**Tasks to complete:**
(A) Answer these questions from the forum post:
(i) Which archive format does the post say is more often preferred on Linux?
(ii) Which two binary versions might a user not know they need, according to the post?
(iii) What does the post name as the goal?
(B) From the forum post, reproduce word for word the part that opens with the words containing "Source code is" and closes with "system doesn't help.".
(C) The forum post gives a quoted sequence to run on a well-documented project. List each step of that sequence in order.

**Selected text:**
--- start ---

Post by Prochamber »

Kevin wrote:It's inherently hard to send multiple files, but it's easy to send a single file
Sure, if you have multiple files you need to put it in an archive and that requires additional software to setup. If you're using Windows, you'll probably want to create a .zip. On Linux a .tar.gz is more often preferred, which isn't supported out of the box on Windows.
Kevin wrote:Double clicking a single file can launch an emulator, making a double click on a collection of files (e.g. a directory) launch an emulator is fundamentally impossible
On a well documented project this is easy, just run './configure, make, make install, <emulator>' or run the right shell script or whatever the documentation wants you to do. For poorly documented projects this can be very confusing. This is a task that a developer can figure out, however what if an end user wants to run a program that isn't available as a binary, what can they do? It would be great to just to double click on a file.
Kevin wrote:Users are even interested in source code files and don't want binaries, because... don't know... because they just do?
Source code is portable and binaries are not. Theoretically a user would simple double click on the source file and it would build and run a binary for their corresponding platform. A user doesn't always know if they need the 32-bit or 64-bit version of the binary or the version of their operating system. Binaries will always be platform specific but source code can be platform independent.

Simplicity is the goal. Having a complex file system doesn't help.

--- end ---

**Data supplied:**
--- start ---

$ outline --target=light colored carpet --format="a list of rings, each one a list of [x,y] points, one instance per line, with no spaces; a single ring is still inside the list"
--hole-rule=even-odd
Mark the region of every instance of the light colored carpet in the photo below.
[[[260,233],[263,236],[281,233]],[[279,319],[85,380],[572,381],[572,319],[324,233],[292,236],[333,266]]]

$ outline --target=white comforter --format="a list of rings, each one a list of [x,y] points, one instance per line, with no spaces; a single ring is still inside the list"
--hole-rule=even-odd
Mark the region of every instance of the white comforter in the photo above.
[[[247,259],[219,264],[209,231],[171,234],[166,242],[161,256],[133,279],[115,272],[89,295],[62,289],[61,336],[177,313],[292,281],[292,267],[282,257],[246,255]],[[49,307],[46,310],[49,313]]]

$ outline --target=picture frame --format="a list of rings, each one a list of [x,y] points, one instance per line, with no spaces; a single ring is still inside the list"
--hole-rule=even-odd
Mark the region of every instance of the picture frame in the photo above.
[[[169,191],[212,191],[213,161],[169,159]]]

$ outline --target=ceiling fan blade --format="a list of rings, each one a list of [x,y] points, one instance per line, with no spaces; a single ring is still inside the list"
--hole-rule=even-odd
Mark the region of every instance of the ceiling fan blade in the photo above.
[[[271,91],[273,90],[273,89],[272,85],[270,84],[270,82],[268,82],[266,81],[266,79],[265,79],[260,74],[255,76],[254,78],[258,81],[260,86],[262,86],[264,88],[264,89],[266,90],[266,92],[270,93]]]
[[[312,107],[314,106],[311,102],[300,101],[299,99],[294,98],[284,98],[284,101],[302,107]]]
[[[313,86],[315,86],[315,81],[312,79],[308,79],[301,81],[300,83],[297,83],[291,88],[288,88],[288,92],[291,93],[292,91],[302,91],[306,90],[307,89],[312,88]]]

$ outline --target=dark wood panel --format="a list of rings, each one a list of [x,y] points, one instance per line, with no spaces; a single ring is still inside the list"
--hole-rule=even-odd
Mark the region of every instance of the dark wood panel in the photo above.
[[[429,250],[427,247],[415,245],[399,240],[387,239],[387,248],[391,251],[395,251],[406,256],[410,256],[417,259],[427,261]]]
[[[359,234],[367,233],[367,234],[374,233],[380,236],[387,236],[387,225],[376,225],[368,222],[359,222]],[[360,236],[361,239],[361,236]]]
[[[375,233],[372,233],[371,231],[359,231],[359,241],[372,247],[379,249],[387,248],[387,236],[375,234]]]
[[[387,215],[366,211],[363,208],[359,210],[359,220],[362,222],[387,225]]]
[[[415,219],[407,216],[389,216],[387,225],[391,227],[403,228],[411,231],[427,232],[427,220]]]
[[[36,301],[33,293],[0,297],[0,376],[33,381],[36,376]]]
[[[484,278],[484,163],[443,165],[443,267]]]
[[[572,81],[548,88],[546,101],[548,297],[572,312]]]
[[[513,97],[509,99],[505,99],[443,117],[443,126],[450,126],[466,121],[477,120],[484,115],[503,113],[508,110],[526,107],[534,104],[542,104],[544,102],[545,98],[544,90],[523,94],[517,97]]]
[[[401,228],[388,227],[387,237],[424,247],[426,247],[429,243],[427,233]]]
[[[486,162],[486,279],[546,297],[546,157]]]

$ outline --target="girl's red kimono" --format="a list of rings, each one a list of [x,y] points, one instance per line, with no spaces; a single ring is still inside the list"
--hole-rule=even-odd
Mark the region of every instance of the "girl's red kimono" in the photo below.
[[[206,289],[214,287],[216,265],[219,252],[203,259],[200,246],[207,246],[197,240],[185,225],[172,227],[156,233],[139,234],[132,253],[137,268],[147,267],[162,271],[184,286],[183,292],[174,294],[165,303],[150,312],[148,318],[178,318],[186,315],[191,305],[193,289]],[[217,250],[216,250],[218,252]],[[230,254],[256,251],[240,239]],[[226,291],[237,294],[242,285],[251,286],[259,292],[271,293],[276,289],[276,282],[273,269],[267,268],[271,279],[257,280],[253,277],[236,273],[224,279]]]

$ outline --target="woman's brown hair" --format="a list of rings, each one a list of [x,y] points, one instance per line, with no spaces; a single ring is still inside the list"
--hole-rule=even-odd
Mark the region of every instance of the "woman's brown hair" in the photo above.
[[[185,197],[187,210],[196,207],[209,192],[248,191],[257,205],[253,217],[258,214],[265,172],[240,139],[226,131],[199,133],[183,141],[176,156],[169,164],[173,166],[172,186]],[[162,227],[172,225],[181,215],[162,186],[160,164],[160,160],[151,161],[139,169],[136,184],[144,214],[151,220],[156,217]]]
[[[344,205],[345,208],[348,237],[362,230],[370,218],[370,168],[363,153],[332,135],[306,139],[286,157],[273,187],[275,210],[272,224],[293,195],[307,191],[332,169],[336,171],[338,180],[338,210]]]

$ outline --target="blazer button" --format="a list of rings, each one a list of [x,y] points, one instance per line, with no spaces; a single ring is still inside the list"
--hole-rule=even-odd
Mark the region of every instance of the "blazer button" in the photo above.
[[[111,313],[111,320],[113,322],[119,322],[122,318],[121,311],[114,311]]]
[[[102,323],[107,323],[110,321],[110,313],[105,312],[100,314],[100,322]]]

--- end ---

**Task solutions:**
(A)
(i) A .tar.gz.
(ii) The 32-bit or 64-bit version.
(iii) Simplicity.

(B)
Source code is portable and binaries are not. Theoretically a user would simple double click on the source file and it would build and run a binary for their corresponding platform. A user doesn't always know if they need the 32-bit or 64-bit version of the binary or the version of their operating system. Binaries will always be platform specific but source code can be platform independent.

Simplicity is the goal. Having a complex file system doesn't help.

(C)
./configure
make
make install
<emulator>